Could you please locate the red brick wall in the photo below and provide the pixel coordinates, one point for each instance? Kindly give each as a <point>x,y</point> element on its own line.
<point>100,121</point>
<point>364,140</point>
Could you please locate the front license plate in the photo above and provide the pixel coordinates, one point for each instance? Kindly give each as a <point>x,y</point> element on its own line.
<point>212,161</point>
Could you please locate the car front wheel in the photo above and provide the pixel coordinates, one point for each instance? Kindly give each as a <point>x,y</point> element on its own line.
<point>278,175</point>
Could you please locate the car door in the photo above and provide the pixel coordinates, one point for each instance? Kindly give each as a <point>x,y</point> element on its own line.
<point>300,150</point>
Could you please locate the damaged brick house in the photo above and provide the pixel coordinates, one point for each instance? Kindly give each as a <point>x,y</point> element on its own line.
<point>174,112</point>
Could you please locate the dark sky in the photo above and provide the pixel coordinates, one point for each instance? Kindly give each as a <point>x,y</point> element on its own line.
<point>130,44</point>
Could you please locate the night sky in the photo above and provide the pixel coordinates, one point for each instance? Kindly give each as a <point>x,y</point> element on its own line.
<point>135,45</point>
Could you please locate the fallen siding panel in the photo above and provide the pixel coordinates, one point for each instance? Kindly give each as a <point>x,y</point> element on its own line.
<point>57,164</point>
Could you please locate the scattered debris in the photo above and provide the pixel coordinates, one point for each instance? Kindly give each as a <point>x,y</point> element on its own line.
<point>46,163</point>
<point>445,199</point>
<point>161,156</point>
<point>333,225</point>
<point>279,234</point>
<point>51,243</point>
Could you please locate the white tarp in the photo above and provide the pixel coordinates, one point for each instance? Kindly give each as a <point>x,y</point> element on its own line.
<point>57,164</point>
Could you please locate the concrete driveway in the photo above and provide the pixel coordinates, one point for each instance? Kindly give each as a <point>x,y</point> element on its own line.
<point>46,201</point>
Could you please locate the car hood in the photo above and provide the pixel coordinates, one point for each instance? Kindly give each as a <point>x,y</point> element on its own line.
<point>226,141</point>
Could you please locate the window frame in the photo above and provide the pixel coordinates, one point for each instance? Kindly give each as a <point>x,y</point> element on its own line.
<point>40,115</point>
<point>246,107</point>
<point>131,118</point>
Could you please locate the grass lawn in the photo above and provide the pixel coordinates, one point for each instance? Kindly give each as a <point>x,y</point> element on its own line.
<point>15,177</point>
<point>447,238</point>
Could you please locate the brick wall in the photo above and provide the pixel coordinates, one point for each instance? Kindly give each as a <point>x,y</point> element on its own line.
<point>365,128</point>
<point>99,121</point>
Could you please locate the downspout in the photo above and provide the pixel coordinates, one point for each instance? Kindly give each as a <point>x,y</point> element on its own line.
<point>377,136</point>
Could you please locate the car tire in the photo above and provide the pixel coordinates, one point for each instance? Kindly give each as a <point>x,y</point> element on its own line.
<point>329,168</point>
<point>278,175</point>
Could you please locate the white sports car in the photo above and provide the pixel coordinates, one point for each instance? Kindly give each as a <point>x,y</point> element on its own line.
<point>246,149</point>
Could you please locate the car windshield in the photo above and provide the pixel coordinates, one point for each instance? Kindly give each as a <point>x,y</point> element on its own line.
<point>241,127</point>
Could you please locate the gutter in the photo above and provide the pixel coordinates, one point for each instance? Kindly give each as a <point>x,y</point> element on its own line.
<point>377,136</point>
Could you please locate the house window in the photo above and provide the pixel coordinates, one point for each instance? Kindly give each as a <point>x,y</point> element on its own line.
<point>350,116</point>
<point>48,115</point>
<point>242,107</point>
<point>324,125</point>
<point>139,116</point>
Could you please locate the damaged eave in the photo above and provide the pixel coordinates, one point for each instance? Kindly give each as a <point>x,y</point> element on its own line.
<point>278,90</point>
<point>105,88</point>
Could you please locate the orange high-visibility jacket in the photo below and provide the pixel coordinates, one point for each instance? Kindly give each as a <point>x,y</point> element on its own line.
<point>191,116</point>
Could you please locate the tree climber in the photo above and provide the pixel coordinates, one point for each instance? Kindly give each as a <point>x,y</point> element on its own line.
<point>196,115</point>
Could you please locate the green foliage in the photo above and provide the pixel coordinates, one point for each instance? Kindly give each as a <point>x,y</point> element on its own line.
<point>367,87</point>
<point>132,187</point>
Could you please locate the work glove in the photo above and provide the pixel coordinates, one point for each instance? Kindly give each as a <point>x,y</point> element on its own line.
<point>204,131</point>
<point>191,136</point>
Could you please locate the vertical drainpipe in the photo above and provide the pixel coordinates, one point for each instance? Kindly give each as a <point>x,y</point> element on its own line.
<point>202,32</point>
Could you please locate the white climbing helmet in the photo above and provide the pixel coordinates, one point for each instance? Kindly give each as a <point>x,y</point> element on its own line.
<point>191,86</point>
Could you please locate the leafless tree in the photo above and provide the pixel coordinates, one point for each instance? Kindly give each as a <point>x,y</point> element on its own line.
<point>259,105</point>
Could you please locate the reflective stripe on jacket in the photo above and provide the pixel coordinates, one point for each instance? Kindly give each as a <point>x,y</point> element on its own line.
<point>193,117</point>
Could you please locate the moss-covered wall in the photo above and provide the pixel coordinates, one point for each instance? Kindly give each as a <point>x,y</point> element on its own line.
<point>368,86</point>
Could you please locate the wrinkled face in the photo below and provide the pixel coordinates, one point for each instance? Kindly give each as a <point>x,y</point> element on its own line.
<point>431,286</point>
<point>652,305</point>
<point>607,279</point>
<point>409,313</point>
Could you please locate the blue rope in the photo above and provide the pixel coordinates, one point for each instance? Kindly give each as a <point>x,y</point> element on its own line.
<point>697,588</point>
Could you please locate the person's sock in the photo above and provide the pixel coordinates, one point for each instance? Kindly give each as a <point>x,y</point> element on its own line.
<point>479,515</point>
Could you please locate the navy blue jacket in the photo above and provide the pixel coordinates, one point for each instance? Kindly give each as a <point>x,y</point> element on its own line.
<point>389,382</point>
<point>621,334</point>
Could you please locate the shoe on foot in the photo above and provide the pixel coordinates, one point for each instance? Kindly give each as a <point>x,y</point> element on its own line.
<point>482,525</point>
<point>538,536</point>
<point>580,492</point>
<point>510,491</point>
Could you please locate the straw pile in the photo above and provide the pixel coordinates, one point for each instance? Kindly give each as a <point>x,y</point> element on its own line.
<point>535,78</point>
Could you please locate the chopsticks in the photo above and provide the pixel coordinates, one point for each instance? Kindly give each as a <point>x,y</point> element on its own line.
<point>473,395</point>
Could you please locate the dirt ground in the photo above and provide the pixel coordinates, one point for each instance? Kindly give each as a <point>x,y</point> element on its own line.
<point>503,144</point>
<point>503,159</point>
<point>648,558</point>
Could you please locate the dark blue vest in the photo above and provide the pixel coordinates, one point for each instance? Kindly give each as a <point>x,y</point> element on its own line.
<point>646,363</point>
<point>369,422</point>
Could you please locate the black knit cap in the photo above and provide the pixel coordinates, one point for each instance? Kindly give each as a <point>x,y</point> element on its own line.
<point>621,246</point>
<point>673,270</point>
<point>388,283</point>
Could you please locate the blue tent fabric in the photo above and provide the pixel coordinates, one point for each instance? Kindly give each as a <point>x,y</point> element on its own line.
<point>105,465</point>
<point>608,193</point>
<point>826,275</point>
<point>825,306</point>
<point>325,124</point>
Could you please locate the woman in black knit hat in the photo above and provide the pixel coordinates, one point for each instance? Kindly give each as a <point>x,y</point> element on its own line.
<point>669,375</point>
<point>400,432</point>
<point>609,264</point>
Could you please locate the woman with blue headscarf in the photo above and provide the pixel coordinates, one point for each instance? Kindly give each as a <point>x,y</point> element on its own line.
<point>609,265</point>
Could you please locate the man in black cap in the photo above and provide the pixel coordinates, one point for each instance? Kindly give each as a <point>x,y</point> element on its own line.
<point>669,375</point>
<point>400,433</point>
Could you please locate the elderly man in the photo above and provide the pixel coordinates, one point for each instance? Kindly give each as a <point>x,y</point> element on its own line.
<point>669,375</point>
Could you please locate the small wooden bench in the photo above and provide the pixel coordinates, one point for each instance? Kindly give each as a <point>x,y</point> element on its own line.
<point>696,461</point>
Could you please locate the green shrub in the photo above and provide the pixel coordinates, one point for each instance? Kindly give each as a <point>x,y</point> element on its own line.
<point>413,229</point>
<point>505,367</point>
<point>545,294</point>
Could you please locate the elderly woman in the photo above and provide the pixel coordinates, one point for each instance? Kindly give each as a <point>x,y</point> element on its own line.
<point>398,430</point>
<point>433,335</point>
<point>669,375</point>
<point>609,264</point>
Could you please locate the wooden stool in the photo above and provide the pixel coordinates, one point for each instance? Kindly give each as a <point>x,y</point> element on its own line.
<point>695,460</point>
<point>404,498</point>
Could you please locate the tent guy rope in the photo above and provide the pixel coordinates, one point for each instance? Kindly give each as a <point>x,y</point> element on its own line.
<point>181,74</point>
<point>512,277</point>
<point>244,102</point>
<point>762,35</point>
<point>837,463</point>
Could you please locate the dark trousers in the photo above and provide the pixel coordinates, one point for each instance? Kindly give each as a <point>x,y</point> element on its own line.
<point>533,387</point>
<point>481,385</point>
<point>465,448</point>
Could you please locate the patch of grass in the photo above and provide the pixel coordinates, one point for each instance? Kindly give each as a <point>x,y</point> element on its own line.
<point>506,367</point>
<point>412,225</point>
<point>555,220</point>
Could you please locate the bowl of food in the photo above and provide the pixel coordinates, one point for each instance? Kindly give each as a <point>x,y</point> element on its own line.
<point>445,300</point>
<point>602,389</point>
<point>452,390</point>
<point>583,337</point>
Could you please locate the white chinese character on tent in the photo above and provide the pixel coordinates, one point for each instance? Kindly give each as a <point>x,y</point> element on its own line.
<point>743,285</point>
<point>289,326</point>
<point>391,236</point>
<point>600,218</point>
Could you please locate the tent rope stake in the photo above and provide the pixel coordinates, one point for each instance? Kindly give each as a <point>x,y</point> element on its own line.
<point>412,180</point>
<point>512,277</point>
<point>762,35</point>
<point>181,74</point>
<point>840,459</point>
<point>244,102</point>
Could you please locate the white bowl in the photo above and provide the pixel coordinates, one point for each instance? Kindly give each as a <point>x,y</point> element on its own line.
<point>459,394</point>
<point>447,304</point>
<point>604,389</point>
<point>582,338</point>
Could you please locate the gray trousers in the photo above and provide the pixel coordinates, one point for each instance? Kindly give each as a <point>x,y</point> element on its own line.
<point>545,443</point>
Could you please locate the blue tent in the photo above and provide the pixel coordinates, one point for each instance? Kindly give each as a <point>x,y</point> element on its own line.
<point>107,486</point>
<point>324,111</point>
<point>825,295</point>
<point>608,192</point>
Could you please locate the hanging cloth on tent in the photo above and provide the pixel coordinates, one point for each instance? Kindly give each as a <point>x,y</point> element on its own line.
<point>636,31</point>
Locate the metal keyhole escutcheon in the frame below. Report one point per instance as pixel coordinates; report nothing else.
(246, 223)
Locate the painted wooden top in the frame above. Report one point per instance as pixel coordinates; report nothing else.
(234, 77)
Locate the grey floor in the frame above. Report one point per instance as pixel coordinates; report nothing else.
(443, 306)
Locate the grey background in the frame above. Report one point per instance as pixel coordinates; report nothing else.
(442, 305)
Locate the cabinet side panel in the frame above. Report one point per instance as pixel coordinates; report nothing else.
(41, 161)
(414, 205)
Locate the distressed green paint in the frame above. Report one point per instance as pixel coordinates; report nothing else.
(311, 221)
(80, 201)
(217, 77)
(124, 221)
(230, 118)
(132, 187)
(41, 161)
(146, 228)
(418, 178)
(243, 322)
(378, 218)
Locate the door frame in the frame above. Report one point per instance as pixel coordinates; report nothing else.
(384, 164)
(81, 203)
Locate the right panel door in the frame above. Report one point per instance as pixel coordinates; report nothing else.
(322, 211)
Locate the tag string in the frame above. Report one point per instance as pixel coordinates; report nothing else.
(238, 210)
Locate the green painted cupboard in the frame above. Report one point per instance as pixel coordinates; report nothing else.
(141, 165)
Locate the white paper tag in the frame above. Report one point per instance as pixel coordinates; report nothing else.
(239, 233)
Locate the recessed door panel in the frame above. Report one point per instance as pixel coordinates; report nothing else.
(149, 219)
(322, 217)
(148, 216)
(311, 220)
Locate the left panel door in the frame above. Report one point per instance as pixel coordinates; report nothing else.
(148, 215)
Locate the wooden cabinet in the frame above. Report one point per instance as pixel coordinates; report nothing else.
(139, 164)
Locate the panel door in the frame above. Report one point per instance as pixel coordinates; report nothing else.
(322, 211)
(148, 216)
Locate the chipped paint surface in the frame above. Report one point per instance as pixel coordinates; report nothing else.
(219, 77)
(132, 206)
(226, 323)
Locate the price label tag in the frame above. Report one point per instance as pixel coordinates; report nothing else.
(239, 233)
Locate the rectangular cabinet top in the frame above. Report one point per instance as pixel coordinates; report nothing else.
#####
- [WHAT YOU WILL DO]: Print nothing but the lines from the one that contains "Locate the right" to the final line of the data, both included, exactly as they read.

- [RESPONSE BOX]:
Locate the right panel door in the frame above. Report one point per instance as pixel coordinates; report nothing else.
(322, 211)
Locate the tag string in the frame above. Report one point per instance as pixel coordinates; report nothing else.
(238, 210)
Locate the green painted cupboard in the frame above. Report one point per instance as pixel coordinates; report nothing else.
(141, 165)
Locate the white paper tag in the frame above. Report one point per instance as pixel coordinates; report nothing else.
(239, 233)
Locate the recessed door panel in the frame above. Report one point per instance as pixel coordinates; report nothing else.
(149, 219)
(322, 217)
(148, 216)
(311, 220)
Locate the left panel door in the frame above. Report one point per instance as pixel coordinates; report nothing else.
(148, 215)
Locate the wooden cabinet in the frame above. Report one point per instance as pixel coordinates; report nothing else.
(139, 164)
Locate the panel door in the frame above. Report one point per instance as pixel coordinates; report nothing else.
(322, 211)
(148, 216)
Locate the chipped paint surface in the frame above. Report one point per instance as pixel coordinates; report nothing else.
(219, 77)
(132, 206)
(226, 323)
Locate the price label tag in the frame above. Report one point per instance as pixel coordinates; report nothing else.
(239, 233)
Locate the rectangular cabinet top in the frame above. Report one point per instance as pixel coordinates; report nothing else.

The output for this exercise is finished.